## Stated task 1
Show every line of the records that contains the string "plant". Case counts.

## Selection
________________________

The Health & Safety Executive has stated that there are no significant changes to the reporting requirements for: 
Fatal accidents 
Accidents for non-workers 
Accidents which result in an absence of more than 7-days. 
Auto-Enrolment - Changes to Regulations 
The Department for Work and Pensions has announced a number of changes that will be made to the auto-enrolment regulations which have been implemented on 1st November 2013, with those on the joining window and registration deadlines coming into force from 1st April 2014. 
A summary of the changes include: 
Alternative definitions of pay reference periods for both assessing jobholder status and determining whether a scheme is a qualifying scheme e.g. moving to tax weeks or tax months 
The automatic enrolment joining window is extended from one month to six weeks 
Deadlines for postponement notices and providing information to individuals on their opt in and joining rights are extended to six weeks 
Deadlines for registration will be extended from four months to five months 
The extended deadline for passing worker contributions to a pension scheme applies to all new joiners (including contract joiners) 
The opt out notice provisions make clear that schemes can customise notices 
There is greater clarity and consistency concerning the requirements for defined benefit test schemes in relation to the appropriate age, service limits and revaluation that apply in those schemes. 
The Pensions Regulator is currently in the process of updating their detailed guidance in response to these changes and further information can be found here
And finally... 
This month it has been reported that Sharon Shoesmith is in line for a pay-out of £600,000 following the settlement of her judicial review into the OFSTED report, the actions of the Secretary of State and ultimately her dismissal actioned by Haringey Council. Shoesmith was Head of Children’s Services in Haringey at the time of the ‘Baby P’ scandal and was dismissed as a consequence of a report conducted by OFSTED and commissioned by the Education Secretary at that time; the dismissal having taken place just one day after the report was concluded. 
The full details of this settlement will probably never be known as a ‘confidentiality clause’ is in place within the agreement; however it is unlikely that had she brought a straightforward claim for unfair dismissal through the Employment Tribunal, that she would have received anywhere near that amount.

________________________

Image entries for named regions:
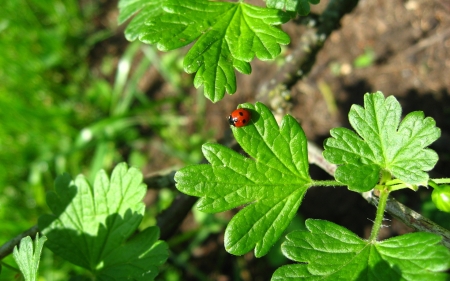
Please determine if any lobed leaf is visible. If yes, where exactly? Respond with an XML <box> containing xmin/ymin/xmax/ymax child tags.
<box><xmin>175</xmin><ymin>103</ymin><xmax>312</xmax><ymax>257</ymax></box>
<box><xmin>323</xmin><ymin>92</ymin><xmax>440</xmax><ymax>192</ymax></box>
<box><xmin>272</xmin><ymin>219</ymin><xmax>450</xmax><ymax>281</ymax></box>
<box><xmin>39</xmin><ymin>163</ymin><xmax>168</xmax><ymax>280</ymax></box>
<box><xmin>13</xmin><ymin>233</ymin><xmax>47</xmax><ymax>281</ymax></box>
<box><xmin>119</xmin><ymin>0</ymin><xmax>290</xmax><ymax>102</ymax></box>
<box><xmin>266</xmin><ymin>0</ymin><xmax>320</xmax><ymax>16</ymax></box>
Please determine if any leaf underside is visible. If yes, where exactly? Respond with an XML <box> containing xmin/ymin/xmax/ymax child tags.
<box><xmin>323</xmin><ymin>92</ymin><xmax>440</xmax><ymax>192</ymax></box>
<box><xmin>266</xmin><ymin>0</ymin><xmax>320</xmax><ymax>16</ymax></box>
<box><xmin>272</xmin><ymin>219</ymin><xmax>450</xmax><ymax>281</ymax></box>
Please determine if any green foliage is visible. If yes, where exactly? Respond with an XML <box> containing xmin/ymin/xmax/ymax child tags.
<box><xmin>431</xmin><ymin>184</ymin><xmax>450</xmax><ymax>213</ymax></box>
<box><xmin>39</xmin><ymin>163</ymin><xmax>168</xmax><ymax>280</ymax></box>
<box><xmin>272</xmin><ymin>219</ymin><xmax>450</xmax><ymax>281</ymax></box>
<box><xmin>323</xmin><ymin>92</ymin><xmax>441</xmax><ymax>192</ymax></box>
<box><xmin>119</xmin><ymin>0</ymin><xmax>290</xmax><ymax>102</ymax></box>
<box><xmin>13</xmin><ymin>233</ymin><xmax>47</xmax><ymax>281</ymax></box>
<box><xmin>175</xmin><ymin>103</ymin><xmax>312</xmax><ymax>257</ymax></box>
<box><xmin>353</xmin><ymin>48</ymin><xmax>376</xmax><ymax>68</ymax></box>
<box><xmin>265</xmin><ymin>0</ymin><xmax>320</xmax><ymax>16</ymax></box>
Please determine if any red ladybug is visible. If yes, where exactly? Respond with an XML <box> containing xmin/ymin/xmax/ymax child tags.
<box><xmin>228</xmin><ymin>108</ymin><xmax>251</xmax><ymax>127</ymax></box>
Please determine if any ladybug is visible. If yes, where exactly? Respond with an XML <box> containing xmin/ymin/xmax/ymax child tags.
<box><xmin>228</xmin><ymin>108</ymin><xmax>251</xmax><ymax>127</ymax></box>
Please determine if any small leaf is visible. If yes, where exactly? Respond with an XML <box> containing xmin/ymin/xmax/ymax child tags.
<box><xmin>119</xmin><ymin>0</ymin><xmax>290</xmax><ymax>102</ymax></box>
<box><xmin>272</xmin><ymin>219</ymin><xmax>450</xmax><ymax>281</ymax></box>
<box><xmin>323</xmin><ymin>92</ymin><xmax>441</xmax><ymax>192</ymax></box>
<box><xmin>118</xmin><ymin>0</ymin><xmax>165</xmax><ymax>41</ymax></box>
<box><xmin>175</xmin><ymin>103</ymin><xmax>312</xmax><ymax>257</ymax></box>
<box><xmin>13</xmin><ymin>233</ymin><xmax>47</xmax><ymax>281</ymax></box>
<box><xmin>266</xmin><ymin>0</ymin><xmax>320</xmax><ymax>16</ymax></box>
<box><xmin>39</xmin><ymin>163</ymin><xmax>168</xmax><ymax>280</ymax></box>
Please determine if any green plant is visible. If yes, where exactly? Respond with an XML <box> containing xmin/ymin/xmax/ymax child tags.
<box><xmin>175</xmin><ymin>92</ymin><xmax>450</xmax><ymax>280</ymax></box>
<box><xmin>0</xmin><ymin>0</ymin><xmax>450</xmax><ymax>280</ymax></box>
<box><xmin>430</xmin><ymin>182</ymin><xmax>450</xmax><ymax>213</ymax></box>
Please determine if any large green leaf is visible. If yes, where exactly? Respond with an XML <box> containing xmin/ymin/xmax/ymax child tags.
<box><xmin>323</xmin><ymin>92</ymin><xmax>441</xmax><ymax>191</ymax></box>
<box><xmin>175</xmin><ymin>103</ymin><xmax>312</xmax><ymax>257</ymax></box>
<box><xmin>266</xmin><ymin>0</ymin><xmax>320</xmax><ymax>16</ymax></box>
<box><xmin>272</xmin><ymin>219</ymin><xmax>450</xmax><ymax>281</ymax></box>
<box><xmin>119</xmin><ymin>0</ymin><xmax>290</xmax><ymax>102</ymax></box>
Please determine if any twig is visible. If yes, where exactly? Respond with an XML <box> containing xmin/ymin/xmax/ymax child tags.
<box><xmin>308</xmin><ymin>143</ymin><xmax>450</xmax><ymax>249</ymax></box>
<box><xmin>257</xmin><ymin>0</ymin><xmax>358</xmax><ymax>101</ymax></box>
<box><xmin>0</xmin><ymin>225</ymin><xmax>39</xmax><ymax>260</ymax></box>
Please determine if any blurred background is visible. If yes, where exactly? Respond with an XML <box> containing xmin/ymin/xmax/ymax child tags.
<box><xmin>0</xmin><ymin>0</ymin><xmax>450</xmax><ymax>280</ymax></box>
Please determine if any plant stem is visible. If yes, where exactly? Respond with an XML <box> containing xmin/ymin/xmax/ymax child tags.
<box><xmin>311</xmin><ymin>180</ymin><xmax>347</xmax><ymax>186</ymax></box>
<box><xmin>369</xmin><ymin>188</ymin><xmax>389</xmax><ymax>243</ymax></box>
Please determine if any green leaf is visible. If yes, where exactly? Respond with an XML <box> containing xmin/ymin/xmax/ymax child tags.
<box><xmin>175</xmin><ymin>103</ymin><xmax>312</xmax><ymax>257</ymax></box>
<box><xmin>118</xmin><ymin>0</ymin><xmax>165</xmax><ymax>41</ymax></box>
<box><xmin>39</xmin><ymin>163</ymin><xmax>168</xmax><ymax>280</ymax></box>
<box><xmin>119</xmin><ymin>0</ymin><xmax>290</xmax><ymax>102</ymax></box>
<box><xmin>13</xmin><ymin>233</ymin><xmax>47</xmax><ymax>281</ymax></box>
<box><xmin>272</xmin><ymin>219</ymin><xmax>450</xmax><ymax>281</ymax></box>
<box><xmin>266</xmin><ymin>0</ymin><xmax>320</xmax><ymax>16</ymax></box>
<box><xmin>323</xmin><ymin>92</ymin><xmax>441</xmax><ymax>192</ymax></box>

________________________

## Stated task 2
In the auto-enrolment section of the text above, how long will the automatic enrolment joining window be after the changes?

## Exercise result 1
Please determine if any green plant is visible. If yes, where exactly? Respond with an XML <box> containing xmin/ymin/xmax/ymax child tags.
Please determine if any plant stem is visible. If yes, where exactly? Respond with an XML <box> containing xmin/ymin/xmax/ymax child tags.

## Exercise result 2
Six weeks, extended from one month.